Stored items

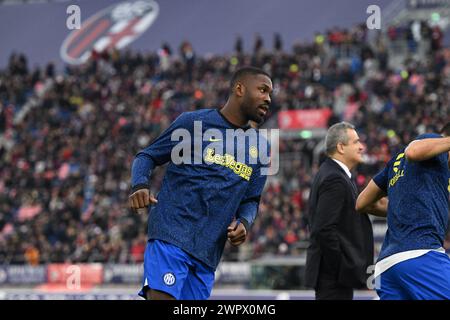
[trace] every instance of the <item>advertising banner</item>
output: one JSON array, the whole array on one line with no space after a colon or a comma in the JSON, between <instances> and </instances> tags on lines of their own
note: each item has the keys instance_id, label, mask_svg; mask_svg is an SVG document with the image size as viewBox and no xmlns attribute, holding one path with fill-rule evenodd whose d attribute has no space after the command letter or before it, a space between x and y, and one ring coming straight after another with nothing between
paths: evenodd
<instances>
[{"instance_id":1,"label":"advertising banner","mask_svg":"<svg viewBox=\"0 0 450 320\"><path fill-rule=\"evenodd\" d=\"M45 266L0 266L1 284L38 284L47 280Z\"/></svg>"},{"instance_id":2,"label":"advertising banner","mask_svg":"<svg viewBox=\"0 0 450 320\"><path fill-rule=\"evenodd\" d=\"M103 282L103 265L89 264L49 264L48 283L100 284Z\"/></svg>"},{"instance_id":3,"label":"advertising banner","mask_svg":"<svg viewBox=\"0 0 450 320\"><path fill-rule=\"evenodd\" d=\"M330 109L280 111L278 126L285 130L326 128L330 116Z\"/></svg>"}]
</instances>

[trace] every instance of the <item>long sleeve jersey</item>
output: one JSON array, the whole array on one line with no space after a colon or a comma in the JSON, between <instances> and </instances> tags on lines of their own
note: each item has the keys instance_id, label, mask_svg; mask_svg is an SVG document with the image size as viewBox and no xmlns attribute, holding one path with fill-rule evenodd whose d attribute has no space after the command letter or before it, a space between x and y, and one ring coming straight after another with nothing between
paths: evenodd
<instances>
[{"instance_id":1,"label":"long sleeve jersey","mask_svg":"<svg viewBox=\"0 0 450 320\"><path fill-rule=\"evenodd\" d=\"M234 126L217 109L181 114L133 161L133 192L149 188L152 170L169 162L158 203L149 209L149 239L172 243L215 269L228 225L239 218L248 232L257 215L267 178L261 169L268 166L261 156L269 153L258 130Z\"/></svg>"}]
</instances>

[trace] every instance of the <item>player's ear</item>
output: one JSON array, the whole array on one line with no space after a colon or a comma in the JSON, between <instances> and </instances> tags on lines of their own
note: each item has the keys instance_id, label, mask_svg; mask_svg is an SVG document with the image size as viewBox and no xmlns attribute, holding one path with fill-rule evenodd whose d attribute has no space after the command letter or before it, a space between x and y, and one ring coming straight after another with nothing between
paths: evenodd
<instances>
[{"instance_id":1,"label":"player's ear","mask_svg":"<svg viewBox=\"0 0 450 320\"><path fill-rule=\"evenodd\" d=\"M238 96L238 97L243 97L245 94L245 87L241 82L237 82L236 86L234 87L234 93Z\"/></svg>"}]
</instances>

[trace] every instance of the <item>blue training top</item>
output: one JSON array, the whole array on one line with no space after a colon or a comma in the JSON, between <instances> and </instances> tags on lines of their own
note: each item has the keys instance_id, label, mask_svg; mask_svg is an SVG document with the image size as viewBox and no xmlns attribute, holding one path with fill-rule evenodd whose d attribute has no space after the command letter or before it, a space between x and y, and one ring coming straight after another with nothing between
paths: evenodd
<instances>
[{"instance_id":1,"label":"blue training top","mask_svg":"<svg viewBox=\"0 0 450 320\"><path fill-rule=\"evenodd\" d=\"M206 130L211 133L214 129L214 135L209 138L204 135ZM227 139L227 129L232 129L237 138ZM270 146L257 133L250 127L234 126L217 109L204 109L182 113L149 147L140 151L131 170L132 192L149 188L155 166L170 161L158 203L150 210L149 239L172 243L215 269L229 224L239 218L248 232L258 211L267 179L261 169L268 167L261 164L260 156L268 156ZM172 134L177 137L174 139ZM248 138L250 134L257 141ZM199 140L200 143L194 144ZM181 151L181 147L187 149ZM231 153L226 153L230 149ZM185 152L190 153L191 163L176 164L178 160L174 163L172 153L186 158ZM193 163L194 160L200 163Z\"/></svg>"},{"instance_id":2,"label":"blue training top","mask_svg":"<svg viewBox=\"0 0 450 320\"><path fill-rule=\"evenodd\" d=\"M442 138L423 134L416 140ZM448 153L408 161L395 155L374 178L389 198L388 230L378 261L398 252L442 247L448 224Z\"/></svg>"}]
</instances>

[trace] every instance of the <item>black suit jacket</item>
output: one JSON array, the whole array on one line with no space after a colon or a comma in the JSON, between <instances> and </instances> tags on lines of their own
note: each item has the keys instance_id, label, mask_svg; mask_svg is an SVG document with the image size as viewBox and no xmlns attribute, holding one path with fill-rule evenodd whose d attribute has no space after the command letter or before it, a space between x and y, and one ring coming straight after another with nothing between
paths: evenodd
<instances>
[{"instance_id":1,"label":"black suit jacket","mask_svg":"<svg viewBox=\"0 0 450 320\"><path fill-rule=\"evenodd\" d=\"M356 198L356 186L345 171L325 159L309 198L306 286L316 288L325 275L343 286L366 287L367 267L373 264L373 232L369 217L356 212Z\"/></svg>"}]
</instances>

**ACTIVITY:** For each line in the entries that holds "every", return that line.

**EXPECTED ANSWER:**
[trace] every instance of the <item>advertising banner</item>
[trace] every instance of the <item>long sleeve jersey</item>
[trace] every instance of the <item>player's ear</item>
[trace] every instance of the <item>blue training top</item>
[trace] every instance of the <item>black suit jacket</item>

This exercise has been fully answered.